→ **Supplied data**:
· · ·

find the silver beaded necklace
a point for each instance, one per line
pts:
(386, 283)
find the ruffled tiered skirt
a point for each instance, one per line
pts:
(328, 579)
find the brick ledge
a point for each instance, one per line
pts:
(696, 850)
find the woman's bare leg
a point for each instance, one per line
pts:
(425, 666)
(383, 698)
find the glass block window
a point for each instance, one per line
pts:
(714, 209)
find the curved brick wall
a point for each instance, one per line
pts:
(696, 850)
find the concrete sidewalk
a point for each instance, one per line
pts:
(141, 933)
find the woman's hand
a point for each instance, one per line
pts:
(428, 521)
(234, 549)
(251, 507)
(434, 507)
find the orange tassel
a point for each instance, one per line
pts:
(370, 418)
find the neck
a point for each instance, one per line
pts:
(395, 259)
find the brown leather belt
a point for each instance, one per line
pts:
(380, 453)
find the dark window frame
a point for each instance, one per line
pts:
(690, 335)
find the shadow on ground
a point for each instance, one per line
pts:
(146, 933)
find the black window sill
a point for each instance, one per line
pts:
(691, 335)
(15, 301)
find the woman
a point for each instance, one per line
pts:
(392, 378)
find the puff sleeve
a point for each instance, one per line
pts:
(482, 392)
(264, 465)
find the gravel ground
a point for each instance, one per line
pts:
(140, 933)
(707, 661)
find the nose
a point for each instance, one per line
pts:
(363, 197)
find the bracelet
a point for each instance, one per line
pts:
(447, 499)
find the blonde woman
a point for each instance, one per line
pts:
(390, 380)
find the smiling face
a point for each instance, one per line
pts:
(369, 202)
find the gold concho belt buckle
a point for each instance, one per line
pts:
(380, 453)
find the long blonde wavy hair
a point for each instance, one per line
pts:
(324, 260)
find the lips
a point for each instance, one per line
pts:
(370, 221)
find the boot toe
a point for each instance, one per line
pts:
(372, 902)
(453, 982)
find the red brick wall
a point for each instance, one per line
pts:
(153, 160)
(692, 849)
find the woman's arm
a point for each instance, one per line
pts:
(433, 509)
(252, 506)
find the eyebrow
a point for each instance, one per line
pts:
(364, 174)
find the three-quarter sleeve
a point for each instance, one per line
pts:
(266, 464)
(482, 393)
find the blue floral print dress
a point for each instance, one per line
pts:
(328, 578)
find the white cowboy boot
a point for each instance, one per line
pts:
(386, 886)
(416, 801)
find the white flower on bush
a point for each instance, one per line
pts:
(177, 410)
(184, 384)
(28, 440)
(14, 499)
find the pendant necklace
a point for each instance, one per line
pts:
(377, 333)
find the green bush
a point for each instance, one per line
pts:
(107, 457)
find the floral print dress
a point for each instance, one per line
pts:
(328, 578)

· · ·

→ **Your instructions**:
Recast the data above as a two-column CSV headed input and output, with one row for every text-and-answer pair. Put each text in the input column and its answer in the output column, each in a single quoted field with line breaks replaced by spaces.

→ **Exercise output**:
input,output
"find the silver beaded necklace a point for each instance, one per line pts:","(386, 283)"
"find the ruffled tiered skirt a point for each instance, one per line pts:","(328, 579)"
"find the brick ledge a point for each instance, one per line pts:","(696, 850)"
"find the woman's bare leg a point for each instance, one per line pts:","(425, 666) (383, 698)"
"find the glass block window a point for each instance, one per line pts:","(714, 209)"
"find the curved brick wall a point for each instance, one per line pts:","(696, 850)"
"find the concrete sidewalk a point for each instance, one per line pts:","(141, 933)"
"find the woman's hand a point for each instance, one per line pts:","(428, 521) (234, 549) (251, 507) (434, 507)"
"find the orange tassel a point for each instance, one per line pts:","(370, 418)"
"find the neck a point for each instance, one per line pts:","(395, 259)"
"find the brown leather belt a point for each instance, one per line pts:","(380, 453)"
"find the dark window frame a point for each instance, one per line pts:","(690, 335)"
"find the shadow on ground a point for each instance, one per line pts:","(146, 933)"
"find the black window sill a point for each instance, one per line pts:","(691, 335) (15, 301)"
"find the woman a point for each instance, one per line pts:","(392, 378)"
"find the puff sleeve a point for each instance, one per line pts:","(482, 392) (264, 465)"
"find the gravel ground a point for each instance, one per line pts:","(140, 933) (707, 661)"
"find the nose a point for each instance, one per line pts:","(363, 197)"
"find the bracelet a point for each instance, one per line pts:","(447, 499)"
"find the blonde woman a point for each instance, one per line pts:","(390, 380)"
"find the smiling face a point for each instance, one per line pts:","(369, 202)"
"find the gold concho belt buckle a point for each instance, one per line pts:","(380, 453)"
"find the long blonde wavy hair a point for each instance, one per line pts:","(324, 260)"
"find the lips a point for each instance, one per line pts:","(370, 221)"
"find the boot toe a point for each instance, one per line pts:","(372, 902) (453, 982)"
"find the red brick wall a point for each instance, one per line pts:","(153, 160) (692, 849)"
"find the woman's arm a point for each instance, one per line pts:","(433, 509) (252, 506)"
"find the eyebrow a point for each instance, one per line pts:","(364, 174)"
"find the three-quarter sleeve a point for each instance, one per line pts:","(266, 464) (482, 393)"
"find the blue floral print dress a point for each instance, one per line pts:","(328, 578)"
"find the white cowboy boot a point for each instance, one per line pts:","(386, 886) (416, 801)"
"find the white flower on bush a point for each instance, one per line pts:","(177, 410) (184, 384) (28, 440) (14, 499)"
"find the pendant necklace a point for each instance, one per line pts:","(377, 333)"
"find the green bush a point for each instance, one per line pts:","(107, 457)"
"find the floral print dress a point for each instance, one per line pts:","(328, 578)"